- _PASSAGE PROVIDED_:
Who is the Big Society aimed at?
The Big Society is becoming a staple in news headlines. One week David Cameron hits the headlines explaining just what he hopes it will achieve, the next his ministers struggle with the consequences. As this issue goes to press the consultation on Forestry Commission land looks to have been cancelled – a U-turn in a class all of its own.
It could be seen as a classic case of more haste, less speed. It could also signify muddled thinking about just who these Big Society initiatives are aimed at. Baroness Warsi, the peer championing the concept, describes it as follows: The big society is defined by many in this House as being what most of them have done for most of their lives. It is a volunteering, social action, philanthropic approach to life, but it is also about the opening up of public services to local control and devolution of power.
But we know that society isn't equal. "Grumpy" from Tunbridge Wells, who encounters antisocial behaviour on an irregular basis isn't going to have the same level of tolerance as someone on a sink estate who has become accustomed to it. Yet whose needs are greater, and whose voice is more likely to be heard?

- _TO-DO LIST_:
1. Rewrite the Big Society article between "Who is the Big" and "of its own.", inclusive, changing "headlines" to "front pages" each time it occurs.
2. Find each line in the entries that contains the string "green" and copy it out in full. Case counts.

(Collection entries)

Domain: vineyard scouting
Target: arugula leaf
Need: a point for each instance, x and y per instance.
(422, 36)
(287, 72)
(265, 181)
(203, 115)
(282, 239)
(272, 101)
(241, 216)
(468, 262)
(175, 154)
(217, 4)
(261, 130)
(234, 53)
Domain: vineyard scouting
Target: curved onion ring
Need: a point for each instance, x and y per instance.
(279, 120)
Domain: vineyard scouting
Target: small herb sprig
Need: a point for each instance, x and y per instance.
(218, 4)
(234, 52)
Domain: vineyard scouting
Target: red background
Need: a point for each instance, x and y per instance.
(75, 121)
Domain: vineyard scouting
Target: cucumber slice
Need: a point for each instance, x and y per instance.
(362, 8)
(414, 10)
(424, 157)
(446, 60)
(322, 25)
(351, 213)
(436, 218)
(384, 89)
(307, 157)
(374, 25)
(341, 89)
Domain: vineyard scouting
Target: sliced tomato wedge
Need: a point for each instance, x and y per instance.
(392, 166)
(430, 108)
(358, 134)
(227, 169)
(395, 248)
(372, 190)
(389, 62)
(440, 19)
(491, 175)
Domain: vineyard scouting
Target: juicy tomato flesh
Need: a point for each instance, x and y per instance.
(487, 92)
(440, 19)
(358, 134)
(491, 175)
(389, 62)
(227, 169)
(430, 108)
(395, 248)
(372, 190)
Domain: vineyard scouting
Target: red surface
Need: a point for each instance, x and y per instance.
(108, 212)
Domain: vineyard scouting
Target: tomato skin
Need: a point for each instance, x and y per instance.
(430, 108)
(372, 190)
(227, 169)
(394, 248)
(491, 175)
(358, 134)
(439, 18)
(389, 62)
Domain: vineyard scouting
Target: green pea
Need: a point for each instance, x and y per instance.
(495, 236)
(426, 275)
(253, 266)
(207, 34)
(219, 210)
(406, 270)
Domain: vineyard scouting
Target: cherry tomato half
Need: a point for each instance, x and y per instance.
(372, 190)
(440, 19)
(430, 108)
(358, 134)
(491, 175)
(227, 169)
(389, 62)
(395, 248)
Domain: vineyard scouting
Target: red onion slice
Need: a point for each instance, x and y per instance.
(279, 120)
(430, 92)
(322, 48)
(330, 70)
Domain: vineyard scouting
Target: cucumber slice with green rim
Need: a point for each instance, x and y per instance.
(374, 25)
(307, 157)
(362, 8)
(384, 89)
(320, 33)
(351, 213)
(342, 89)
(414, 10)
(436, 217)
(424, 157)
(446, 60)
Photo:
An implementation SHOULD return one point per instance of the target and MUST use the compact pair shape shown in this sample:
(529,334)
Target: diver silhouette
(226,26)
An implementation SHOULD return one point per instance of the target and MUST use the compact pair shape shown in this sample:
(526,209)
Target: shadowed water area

- _TASK-BY-TASK ANSWERS_:
1.
Who is the Big Society aimed at?
The Big Society is becoming a staple in news front pages. One week David Cameron hits the front pages explaining just what he hopes it will achieve, the next his ministers struggle with the consequences. As this issue goes to press the consultation on Forestry Commission land looks to have been cancelled – a U-turn in a class all of its own.

2.
Target: green pea
Target: cucumber slice with green rim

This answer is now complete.